Work instruction 1: In the account of bleeding and F.A.P. care, why was the Mexico honeymoon trip canceled? Answer in one to three sentences.
Work instruction 2: Continue the account of bleeding and F.A.P. care past its final sentence, which notes that there are about twelve specialized units in the United States.

Passage shown:
= = = =

In early October of last year, I began noticing fresh blood when I used the bathroom. I was subsequently diagnosed with severe iron deficiency and a critically low blood count due to chronic blood loss. As a result, Shawn and I celebrated what I refer to as my "Vampiric Thanksgiving," eating hospital-cafeteria turkey sandwiches while I received two units of blood.
This experience was but a preamble to the assault-and-battery of tests that followed, all designed to hopefully discern the source of the bleeding. In December alone, I was poked with a needle in excess of twenty times, experienced anaphylactic shock during an iron infusion, swallowed a pill camera to image my small bowel, and was forced to cancel our Mexico honeymoon trip because of a compromised immune system. During this extremely difficult month, my mortality was a common topic of discussion and I envisioned widowing Shawn far sooner than either of us ever anticipated. It was impossible not to give real consideration to whether or not I was developing cancer, or at the least on the precipice of a sharp decline in life quality.
While awaiting diagnosis from several doctors, our home life was consumed by researching possible causes and cures. While the multitude of medical care givers seemed genuinely concerned, we quickly realized that my rare disease provided to be challenging for each of them. Our research lead us to the conclusion, that there was very little credible information available to patients, and to our dismay, no central, robust platform existed to provide educational resources or social support for F.A.P. patients. Then in March of 2012, for the first time in the history of my family, I came under the care of an F.A.P. specialist. Specialists and specialized care units like the Familial Gastrointestinal Cancer Unit at the University of Illinois at Chicago's Hospital and Health Care Services are rare; there are approximately twelve in the United States.

= = = =

Records:
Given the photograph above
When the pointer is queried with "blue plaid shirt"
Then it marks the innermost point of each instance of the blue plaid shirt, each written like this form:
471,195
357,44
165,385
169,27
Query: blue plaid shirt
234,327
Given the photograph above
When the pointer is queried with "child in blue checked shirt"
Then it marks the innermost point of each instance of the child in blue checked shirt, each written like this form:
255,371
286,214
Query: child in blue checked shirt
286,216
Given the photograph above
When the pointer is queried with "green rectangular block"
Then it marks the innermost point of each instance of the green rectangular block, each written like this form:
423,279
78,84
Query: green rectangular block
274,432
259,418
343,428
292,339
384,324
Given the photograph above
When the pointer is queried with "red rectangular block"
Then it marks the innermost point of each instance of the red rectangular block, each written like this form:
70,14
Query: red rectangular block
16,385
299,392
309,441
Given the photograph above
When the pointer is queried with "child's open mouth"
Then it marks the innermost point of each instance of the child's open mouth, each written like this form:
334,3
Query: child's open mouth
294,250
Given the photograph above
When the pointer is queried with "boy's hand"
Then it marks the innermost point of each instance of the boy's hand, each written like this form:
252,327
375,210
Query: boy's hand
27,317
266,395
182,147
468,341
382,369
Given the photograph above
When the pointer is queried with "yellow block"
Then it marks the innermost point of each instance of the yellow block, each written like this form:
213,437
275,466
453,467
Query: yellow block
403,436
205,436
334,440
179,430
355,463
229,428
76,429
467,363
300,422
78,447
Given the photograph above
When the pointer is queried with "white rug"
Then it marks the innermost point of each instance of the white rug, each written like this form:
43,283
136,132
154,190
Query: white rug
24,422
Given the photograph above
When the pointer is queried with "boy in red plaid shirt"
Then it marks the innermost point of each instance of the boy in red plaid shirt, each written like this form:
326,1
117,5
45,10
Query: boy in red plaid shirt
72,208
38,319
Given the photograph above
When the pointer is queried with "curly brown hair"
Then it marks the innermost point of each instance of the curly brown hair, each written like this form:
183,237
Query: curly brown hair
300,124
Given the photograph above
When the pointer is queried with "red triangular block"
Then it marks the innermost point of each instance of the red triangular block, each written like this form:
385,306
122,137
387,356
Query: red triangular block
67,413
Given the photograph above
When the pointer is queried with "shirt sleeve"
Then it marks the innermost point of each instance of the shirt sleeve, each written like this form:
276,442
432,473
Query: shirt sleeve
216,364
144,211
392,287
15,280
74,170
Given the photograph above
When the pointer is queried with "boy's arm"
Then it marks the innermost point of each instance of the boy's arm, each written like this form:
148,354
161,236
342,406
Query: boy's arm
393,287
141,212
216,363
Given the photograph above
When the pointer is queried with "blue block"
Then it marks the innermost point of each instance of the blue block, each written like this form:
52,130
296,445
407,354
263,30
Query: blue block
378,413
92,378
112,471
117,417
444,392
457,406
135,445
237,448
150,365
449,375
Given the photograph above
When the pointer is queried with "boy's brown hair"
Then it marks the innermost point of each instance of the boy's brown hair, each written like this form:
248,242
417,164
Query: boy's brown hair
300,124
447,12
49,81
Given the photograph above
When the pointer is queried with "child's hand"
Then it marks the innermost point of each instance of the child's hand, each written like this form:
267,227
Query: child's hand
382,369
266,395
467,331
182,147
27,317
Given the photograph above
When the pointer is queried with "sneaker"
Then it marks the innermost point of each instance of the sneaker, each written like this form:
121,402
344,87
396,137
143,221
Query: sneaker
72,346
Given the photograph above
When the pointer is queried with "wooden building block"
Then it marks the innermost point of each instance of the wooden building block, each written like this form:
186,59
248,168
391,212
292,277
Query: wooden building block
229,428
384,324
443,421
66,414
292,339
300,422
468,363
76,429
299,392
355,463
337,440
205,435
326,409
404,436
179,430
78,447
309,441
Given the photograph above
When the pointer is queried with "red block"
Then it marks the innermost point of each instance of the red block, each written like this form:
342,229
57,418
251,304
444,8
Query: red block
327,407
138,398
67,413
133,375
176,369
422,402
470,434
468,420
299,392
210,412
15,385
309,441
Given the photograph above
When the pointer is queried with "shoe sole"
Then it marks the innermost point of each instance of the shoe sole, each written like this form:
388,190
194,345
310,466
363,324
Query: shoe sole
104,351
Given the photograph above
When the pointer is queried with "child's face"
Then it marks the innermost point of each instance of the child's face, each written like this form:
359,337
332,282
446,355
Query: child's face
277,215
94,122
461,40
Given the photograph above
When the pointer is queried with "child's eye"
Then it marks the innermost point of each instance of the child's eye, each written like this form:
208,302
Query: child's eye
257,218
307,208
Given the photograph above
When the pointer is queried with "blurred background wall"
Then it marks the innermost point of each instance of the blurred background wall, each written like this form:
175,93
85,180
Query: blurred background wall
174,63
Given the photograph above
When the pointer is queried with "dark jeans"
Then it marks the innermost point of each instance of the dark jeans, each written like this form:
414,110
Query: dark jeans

= = = =

Answer space 1: The Mexico honeymoon trip was canceled because of a compromised immune system. This happened in December, during the many tests meant to find the source of the bleeding.

Answer space 2:
After six months of physical and mental challenges, ulcers, located at the site where my colon was replaced, were identified as the source of blood. Shawn and I have found, through rigorous trial and error, coupled with exhaustive research into nutrition, that the bleeding ulcers are largely manageable by making nutritional modifications. For this alone, I consider myself extremely fortunate when compared with other F.A.P. patients.
While we were relieved that my diagnosis was not terminal, I considered this a ‘near hit’. and reevaluated my particular gifts and aptitudes. Four years after receiving my Ph.D. in Chemistry from Auburn University (War Eagle!!!), I stepped away from my budding career as a Research Chemist at Argonne National Lab to start the F.A.P. Foundation.
The penultimate goal of the F.A.P. Foundation is to bring together the F.A.P. community holistically by acting as a conduit to physical and psychological care from a variety of traditional and modern health care practices. By drawing upon personal experiences, the support of my distinguished Board of Directors, and research we are conducting within in this small community, I am leading the charge to develop an infrastructure capable of (1) connecting patients and their loved ones to educational and social resources, (2) promoting requisite research and health care initiatives, and (3) providing financial assistance for screening, treatment, counseling, and family planning.
Incorporated July 19th of this year, the vision of the F.A.P. Foundation is to be a beacon of light - extending life expectancy, enhancing life quality, and instilling hope in those born with Familial Adenomatous Polyposis and other hereditary colon cancer diseases.
* Familial Adenomatous Polyposis (F.A.P.) is a hereditary colon cancer disease, effecting approximately 1 in 20,000 Americans, which leads to the growth of innumerable polyps inside the large intestine and rectum. Each polyp has a 100% chance of giving rise to terminal cancer by the age of 40; the only treatment is the total removal of both the large intestine and rectum and a rerouting of the remaining intestinal tract.